How Much Is a Silver Tray Worth?
Silver trays are among the heaviest pieces of household silver and can contain significant amounts of pure silver.
Typical Weights
- Small bread tray: 200-400 grams
- Medium serving tray: 400-800 grams
- Large serving tray: 800-1,500 grams
- Tea service tray: 1,000-2,000+ grams
Silver trays are some of the most valuable scrap silver items due to their substantial weight. Always verify with hallmarks — many trays are silver-plated, not solid silver.
Silver Trays: Large Weight, Significant Value
Silver serving trays are among the heaviest pieces of household silver, making them particularly valuable at scrap. A large sterling silver tea tray can weigh 500–1,500 grams — at spot prices, that represents substantial silver value. Most formal silver trays produced in Britain, America, and Europe from the 19th century onward are either sterling (925), Britannia (958), or, for Continental European pieces, 800 or 835 silver.
When selling a silver tray, the formula is: weight (g) × purity decimal × (spot ÷ 31.1035). Handles, feet, and rim decorations are typically integral to the silver body and not deducted. However, some trays have wooden or bakelite handles that should be excluded if they are detachable.
Before You Scrap a Silver Tray
- Check hallmarks: UK trays carry assay office marks, date letters, and maker's marks. A London-hallmarked Georgian tray can be worth multiples of melt.
- Condition matters for antiques: An undamaged antique tray may fetch 200–400% of melt at auction. Damaged, repaired, or monogrammed trays are closer to scrap value.
- Sheffield plate: Victorian-era "Old Sheffield Plate" (copper bonded with silver) is not solid silver. Look for the characteristic copper edge showing at worn spots.
Frequently Asked Questions: Silver Trays
My tray has handles — are they included in the silver weight? If the handles are integral to the silver body (cast or stamped from the same sheet as the tray), yes. If handles are attached wooden grips, bakelite inserts, or separate non-silver components, they should be excluded. Dealers will assess and deduct as appropriate.
Should I polish the tray before selling? No. Polishing removes a very thin layer of silver sulfide from the surface — the net effect on value is negligible to negative. Dealers do not pay more for polished silver. Leave the tray in its natural state and let the buyer assess the silver weight objectively.
I have an antique tray with a family crest engraved — is it still worth full melt? Yes, for scrap. However, an engraved family crest or coat of arms can add collector interest to antique pieces. Present the tray to a specialist in antique silver before committing to a scrap sale — a Victorian silver tray with armorial engraving can sometimes command 3–5× its melt value at specialist auctions.

About this exercise: Extract the stretch of the silver tray text from "Typical Weights" through "or 835 silver.", copying it word for word.

Records supplied:

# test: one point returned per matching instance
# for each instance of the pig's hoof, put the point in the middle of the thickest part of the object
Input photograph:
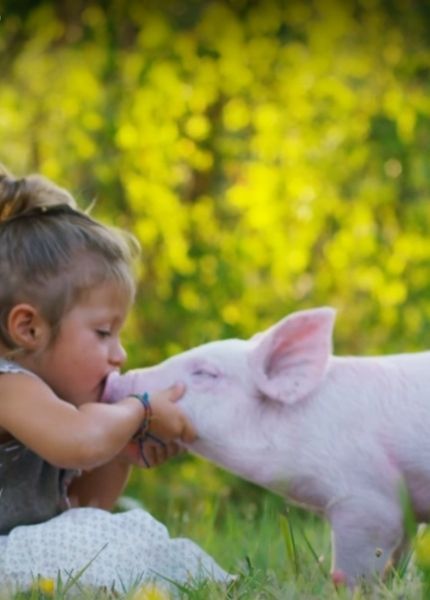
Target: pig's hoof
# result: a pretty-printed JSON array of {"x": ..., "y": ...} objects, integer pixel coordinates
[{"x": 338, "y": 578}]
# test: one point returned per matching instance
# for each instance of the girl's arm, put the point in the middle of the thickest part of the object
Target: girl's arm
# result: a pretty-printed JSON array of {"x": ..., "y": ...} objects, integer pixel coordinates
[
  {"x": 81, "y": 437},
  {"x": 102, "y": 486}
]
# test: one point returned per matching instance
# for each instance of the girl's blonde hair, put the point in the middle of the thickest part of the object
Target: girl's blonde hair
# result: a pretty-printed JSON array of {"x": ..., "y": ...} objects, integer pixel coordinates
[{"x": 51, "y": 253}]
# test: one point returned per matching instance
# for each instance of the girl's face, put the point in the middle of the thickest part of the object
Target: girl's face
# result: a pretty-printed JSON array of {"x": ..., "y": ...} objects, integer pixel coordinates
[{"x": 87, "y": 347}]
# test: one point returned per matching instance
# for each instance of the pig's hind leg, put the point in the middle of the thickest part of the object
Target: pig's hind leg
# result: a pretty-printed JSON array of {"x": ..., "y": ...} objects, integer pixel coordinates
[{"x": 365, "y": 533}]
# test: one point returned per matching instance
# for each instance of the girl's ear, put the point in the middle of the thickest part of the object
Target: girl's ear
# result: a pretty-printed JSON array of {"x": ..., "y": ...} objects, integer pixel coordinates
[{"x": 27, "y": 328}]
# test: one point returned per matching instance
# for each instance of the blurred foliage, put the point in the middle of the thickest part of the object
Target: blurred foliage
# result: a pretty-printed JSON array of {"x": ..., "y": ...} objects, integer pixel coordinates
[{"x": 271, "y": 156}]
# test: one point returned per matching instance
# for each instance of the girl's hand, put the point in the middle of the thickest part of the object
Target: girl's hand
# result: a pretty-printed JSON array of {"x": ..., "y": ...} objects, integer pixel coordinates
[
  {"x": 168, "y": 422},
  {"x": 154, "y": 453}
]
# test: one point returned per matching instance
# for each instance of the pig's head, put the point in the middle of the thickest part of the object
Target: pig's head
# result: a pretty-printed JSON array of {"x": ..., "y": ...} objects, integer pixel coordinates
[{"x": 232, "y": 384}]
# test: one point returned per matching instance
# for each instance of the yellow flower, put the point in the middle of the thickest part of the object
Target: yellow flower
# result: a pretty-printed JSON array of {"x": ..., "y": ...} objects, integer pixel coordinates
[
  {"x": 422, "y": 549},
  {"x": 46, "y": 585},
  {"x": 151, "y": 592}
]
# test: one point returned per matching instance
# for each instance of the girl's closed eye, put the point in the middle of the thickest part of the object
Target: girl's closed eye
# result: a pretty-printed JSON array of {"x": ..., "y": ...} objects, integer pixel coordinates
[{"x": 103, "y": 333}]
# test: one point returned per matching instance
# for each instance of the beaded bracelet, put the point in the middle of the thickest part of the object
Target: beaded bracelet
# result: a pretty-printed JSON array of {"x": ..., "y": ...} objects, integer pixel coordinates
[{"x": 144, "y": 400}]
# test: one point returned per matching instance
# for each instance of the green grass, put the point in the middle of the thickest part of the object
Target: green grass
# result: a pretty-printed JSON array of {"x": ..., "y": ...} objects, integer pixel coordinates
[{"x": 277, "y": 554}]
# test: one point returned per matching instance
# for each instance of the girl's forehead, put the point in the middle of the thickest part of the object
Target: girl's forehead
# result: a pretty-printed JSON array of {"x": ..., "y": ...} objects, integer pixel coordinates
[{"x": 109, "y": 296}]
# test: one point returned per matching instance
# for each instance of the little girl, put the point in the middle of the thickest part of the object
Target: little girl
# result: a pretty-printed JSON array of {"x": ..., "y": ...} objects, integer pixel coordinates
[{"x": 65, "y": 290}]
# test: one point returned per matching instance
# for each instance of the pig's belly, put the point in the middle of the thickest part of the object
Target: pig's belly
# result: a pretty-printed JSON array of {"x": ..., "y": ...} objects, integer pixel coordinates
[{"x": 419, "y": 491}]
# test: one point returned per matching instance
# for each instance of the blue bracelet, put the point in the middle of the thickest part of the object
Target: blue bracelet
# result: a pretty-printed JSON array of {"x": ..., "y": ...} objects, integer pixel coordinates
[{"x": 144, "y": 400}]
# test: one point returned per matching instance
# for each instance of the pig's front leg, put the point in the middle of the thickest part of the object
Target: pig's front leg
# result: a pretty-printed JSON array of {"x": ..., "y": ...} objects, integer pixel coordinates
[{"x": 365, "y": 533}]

Task answer:
Typical Weights
- Small bread tray: 200-400 grams
- Medium serving tray: 400-800 grams
- Large serving tray: 800-1,500 grams
- Tea service tray: 1,000-2,000+ grams
Silver trays are some of the most valuable scrap silver items due to their substantial weight. Always verify with hallmarks — many trays are silver-plated, not solid silver.
Silver Trays: Large Weight, Significant Value
Silver serving trays are among the heaviest pieces of household silver, making them particularly valuable at scrap. A large sterling silver tea tray can weigh 500–1,500 grams — at spot prices, that represents substantial silver value. Most formal silver trays produced in Britain, America, and Europe from the 19th century onward are either sterling (925), Britannia (958), or, for Continental European pieces, 800 or 835 silver.